→ What is needed:
Could you reproduce every row below verbatim, in the same order?
----- Material provided
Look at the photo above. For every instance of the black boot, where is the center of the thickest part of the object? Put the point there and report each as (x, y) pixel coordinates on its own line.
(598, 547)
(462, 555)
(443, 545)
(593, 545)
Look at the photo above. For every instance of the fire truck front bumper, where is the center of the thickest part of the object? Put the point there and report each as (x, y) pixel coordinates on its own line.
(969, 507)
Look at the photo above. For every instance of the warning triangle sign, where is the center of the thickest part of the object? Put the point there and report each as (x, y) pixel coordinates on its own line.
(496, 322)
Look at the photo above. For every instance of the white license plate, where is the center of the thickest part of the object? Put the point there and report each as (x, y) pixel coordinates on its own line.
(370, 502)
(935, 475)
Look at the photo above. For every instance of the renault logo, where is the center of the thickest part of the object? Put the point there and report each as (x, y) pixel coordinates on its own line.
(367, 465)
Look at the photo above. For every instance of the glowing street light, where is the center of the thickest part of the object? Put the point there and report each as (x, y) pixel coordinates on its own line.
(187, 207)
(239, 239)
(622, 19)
----------
→ Task solution:
Look at the photo above. For every instance of the black boot, where is the center of the thickest part of the object? Put the point there and report each as (x, y) pixel coordinates on its own line.
(598, 547)
(462, 555)
(443, 545)
(593, 545)
Look at the photo above. For every instance of the fire truck front bumper, where is the center of the thickest part of the object? Put the point there and report each as (x, y) pixel coordinates on its own line.
(969, 507)
Look at the photo above. For every instance of the warning triangle sign, where is the center of the thickest part of the object? Put the point there and report each as (x, y) pixel coordinates on its own line.
(496, 322)
Look at the photo above. For every instance of the white license plate, where is the center of the thickest part of the object? Put the point there and report each as (x, y) pixel coordinates on its own line.
(370, 502)
(935, 475)
Look at the photo above. For every instance of the renault logo, where is the center of the thickest part of the object? Put the point there and report each as (x, y) pixel coordinates on its own line.
(367, 465)
Look at the photo above. For every instance of the glowing street light, where is the center of the thickest part of the object? Put the point there and report each as (x, y) pixel coordinates on its own line.
(187, 207)
(239, 239)
(622, 19)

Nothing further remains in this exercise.